DÉTAIL DE LA TÂCHE:
Pourriez-vous poursuivre le texte sur la sortie des Britanniques de l’Union européenne, en reprenant juste après sa dernière phrase ?

Les Britanniques ont voté pour sortir de l’Union Européenne. Il ne serait ni logique, ni moral, ni efficace de ne pas leur montrer la sortie tout de suite. En réalité, ils n’ont jamais entièrement adhéré à l’Europe. Ils ont voulu y entrer quand leur économie en a eu besoin et maintenant, une majorité d’entre eux a le sentiment inverse. Mais ils ont refusé l’euro et ils ont négocié des tas d’exceptions, ce qui fait qu’au total, ils ont plus profité de l’Union Européenne que pâti de l’UE. En toute logique, leur vote devrait se retourner contre eux – leur économie est déjà ébranlée. Donc (pour renverser la fameuse formule), les Anglais se sont tirés les premiers ; ce n’est pas eux qui s’en tireront le mieux.
Le problème, c’est qu’il n’y a pas de précédent et que la procédure (le fameux article 50 du traité de Lisbonne) n’est pas claire. Comment faire pour accélérer malgré tout?

LIGNES AFFICHÉES:
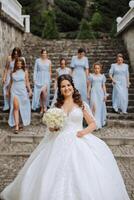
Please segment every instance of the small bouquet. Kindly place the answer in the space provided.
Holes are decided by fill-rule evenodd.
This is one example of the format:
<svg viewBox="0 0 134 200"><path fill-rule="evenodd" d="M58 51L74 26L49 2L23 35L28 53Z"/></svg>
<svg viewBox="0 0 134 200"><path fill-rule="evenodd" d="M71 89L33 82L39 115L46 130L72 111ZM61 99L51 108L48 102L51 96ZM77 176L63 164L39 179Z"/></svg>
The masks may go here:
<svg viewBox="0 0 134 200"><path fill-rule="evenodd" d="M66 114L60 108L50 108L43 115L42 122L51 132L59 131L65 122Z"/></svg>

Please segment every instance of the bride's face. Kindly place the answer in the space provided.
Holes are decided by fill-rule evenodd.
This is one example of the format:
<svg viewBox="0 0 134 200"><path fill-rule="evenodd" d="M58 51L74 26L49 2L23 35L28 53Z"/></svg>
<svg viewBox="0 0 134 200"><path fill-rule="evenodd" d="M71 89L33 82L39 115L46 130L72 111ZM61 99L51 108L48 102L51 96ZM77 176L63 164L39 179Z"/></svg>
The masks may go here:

* * *

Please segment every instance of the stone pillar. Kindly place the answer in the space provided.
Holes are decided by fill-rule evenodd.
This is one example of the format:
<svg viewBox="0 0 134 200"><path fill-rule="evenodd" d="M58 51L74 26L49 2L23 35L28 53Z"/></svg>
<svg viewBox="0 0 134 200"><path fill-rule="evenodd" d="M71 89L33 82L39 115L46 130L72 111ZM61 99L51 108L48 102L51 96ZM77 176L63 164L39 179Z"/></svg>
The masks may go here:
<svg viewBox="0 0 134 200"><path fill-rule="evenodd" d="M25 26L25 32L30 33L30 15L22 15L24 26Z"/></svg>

RÉPONSE:
Faire pression sur le Premier ministre anglais pour qu’il actionne la clause de retrait – c’est en cours et c’est bien normal. Ensuite, la Commission européenne peut décider de mesures d’urgence: c’est un cas sans précédent et on voit mal le Royaume-Uni saisir la cour de justice européenne pour protester parce qu’on le pousse vers la sortie… La première conséquence que les Européens doivent tirer du Brexit, c’est de préférer l’efficacité à la bureaucratie – il n’y aurait rien de pire qu’un enlisement du processus ; ça donnerait une fois de plus l’impression que quand un pays dit non, il ne se passe rien. L’UE a du mal à se construire, il faut au moins qu’elle soit efficace pour se déconstruire.
Dans plusieurs pays dont la France, il y a une demande d’autres référendums similaires à celui des Britanniques pour choisir de rester ou non dans l’Europe. Est-ce que ça peut être le cas en France?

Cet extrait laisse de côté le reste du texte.